ECLI:NL:RBLIM:2024:3076

Rechtbank Limburg

Datum uitspraak
6 juni 2024
Publicatiedatum
6 juni 2024
Zaaknummer
C/03/329115 / KG ZA 24-90
Instantie
Rechtbank Limburg
Type
Uitspraak
Rechtsgebied
Civiel recht
Procedures
  • Kort geding
Vindplaatsen
  • Rechtspraak.nl
AI samenvatting door LexboostAutomatisch gegenereerd

Beoordeling van het coffeeshopbeleid van de burgemeester van Roermond in kort geding

In deze zaak hebben de eiseressen, SKY ROERMOND B.V. en KICKX ROERMOND B.V., een kort geding aangespannen tegen de Gemeente Roermond. De eiseressen exploiteren al meer dan dertig jaar coffeeshops in Roermond en zijn de enige twee gedoogde coffeeshops in de gemeente. De burgemeester heeft in 2019 een exploitatievergunning voor vijf jaar verleend, maar in 2020 is er nieuw coffeeshopbeleid ingevoerd dat de duur van de vergunningen beperkt en een verdelingsprocedure voor nieuwe vergunningen introduceert. Eiseressen zijn het niet eens met deze beleidsregel en vorderen in kort geding dat deze buiten werking wordt gesteld, zodat zij hun exploitatie kunnen voortzetten na oktober 2024.

### Gevraagd werk
**a.** Hoe lang exploiteren de eiseressen volgens de tekst over het coffeeshopbeleid van Roermond al coffeeshops in die gemeente?
**b.** Hervat de tekst over het coffeeshopbeleid van Roermond en schrijf verder vanaf de laatste zin.
De regels die hierna komen, hebben een andere bron.

### Gegevensregels

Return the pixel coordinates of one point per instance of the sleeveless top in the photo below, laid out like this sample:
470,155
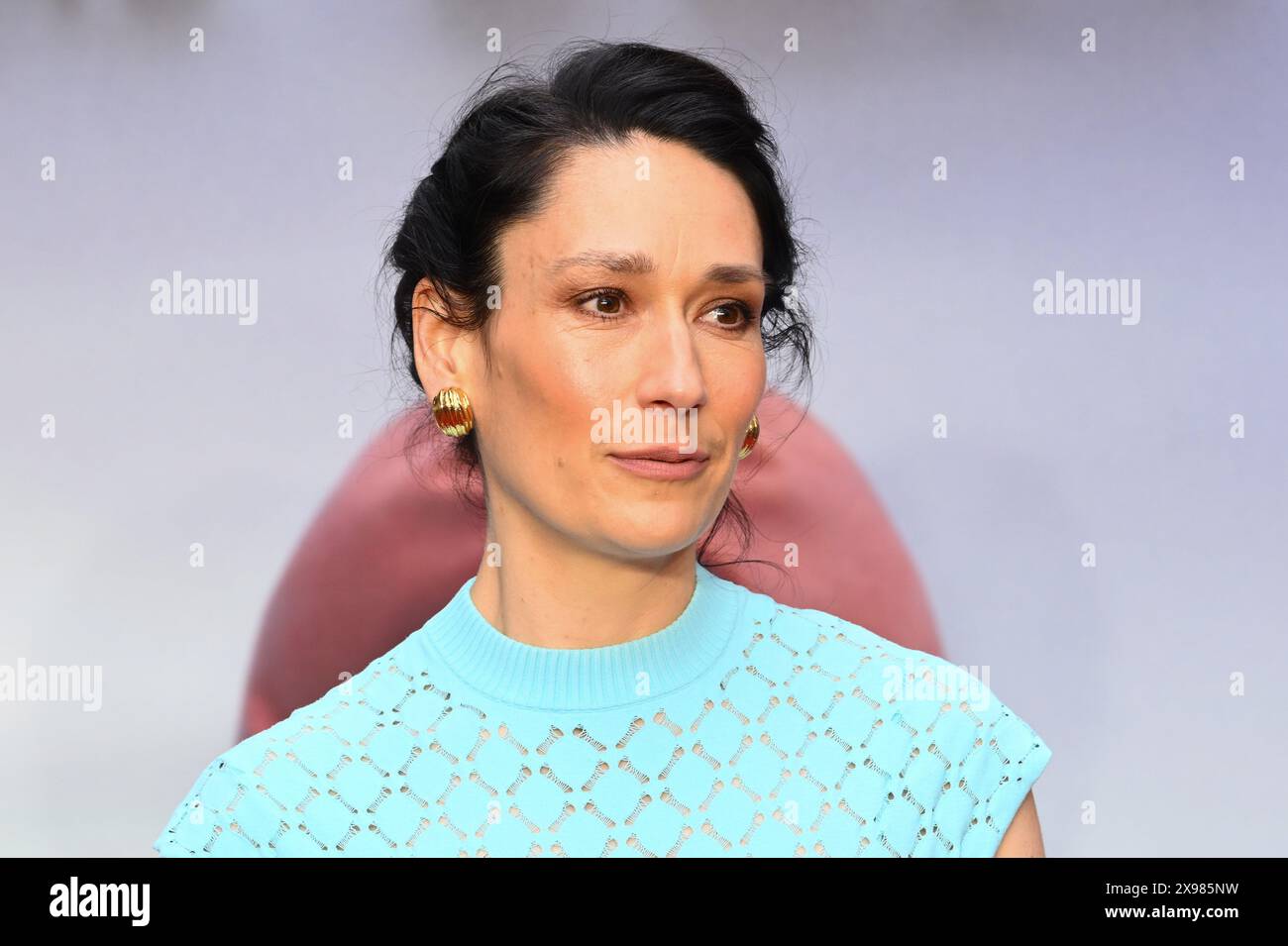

### Lijst antwoorden
**a.** Al meer dan dertig jaar.

**b.**
De voorzieningenrechter heeft de vorderingen van eiseressen afgewezen. De rechter oordeelt dat de beleidsregel niet onrechtmatig is en dat de burgemeester rechtmatig heeft gehandeld door de vergunningen voor bepaalde tijd te verlenen. De rechter stelt vast dat de beleidsregel is ingevoerd om de openbare orde en veiligheid te waarborgen en dat de gemeente een rechtvaardiging heeft voor het beperken van het aantal coffeeshops. De voorzieningenrechter concludeert dat de belangen van de gemeente zwaarder wegen dan die van de eiseressen, en dat er geen grond is om de beleidsregel te schorsen of buiten werking te stellen. Eiseressen worden veroordeeld in de proceskosten van de gemeente.

Uitspraak

RECHTBANK Limburg

Civiel recht
Zittingsplaats Roermond
Zaaknummer: C/03/329115 / KG ZA 24-90
Vonnis in kort geding van 6 juni 2024
in de zaak van

1.SKY ROERMOND B.V.,

te Roermond,
2.
KICKX ROERMOND B.V.,
te Roermond,
eiseressen,
advocaat: mr. B. Coskun,
tegen
GEMEENTE ROERMOND,
te Roermond,
gedaagde partij,
advocaat: mr. M.G.G. van Nisselroy
hierna te noemen: de gemeente,

1.De procedure

1.1.
Het verloop van de procedure blijkt uit:
- de dagvaarding
- de producties van de gemeente
- de mondelinge behandeling van 23 mei 2024, waarvan door de griffier aantekeningen zijn gemaakt
- de pleitnota van eiseressen
- de pleitnota van de gemeente.
1.2.
De voorzieningenrechter heeft de zaak op vonnis gesteld waarvan de uitspraak is bepaald op heden.

2.De feiten

2.1.
Eiseressen drijven ieder op een andere locatie een coffeeshop in de gemeente Roermond. Dat doen zij al ruim dertig jaar, steeds op basis van een exploitatievergunning voor bepaalde tijd (duur van twee jaar). Eiseressen zijn de enige twee door de gemeente gedoogde coffeeshops in de gemeente Roermond.
2.2.
Tussen eiseressen en de gemeente is geregeld gesproken over door omwonenden ondervonden (verkeers)overlast rondom de coffeeshops en de wens om de coffeeshops naar een andere locatie te verplaatsen.
2.3.
Bij besluit van 10 oktober 2019 heeft de burgemeester van de gemeente Roermond (verder aan te halen als “de burgemeester”) aan eiseressen wederom een exploitatievergunning met gedoogverklaring verleend om de beide coffeeshops te mogen exploiteren. Ditmaal voor de duur van vijf jaar.
2.4.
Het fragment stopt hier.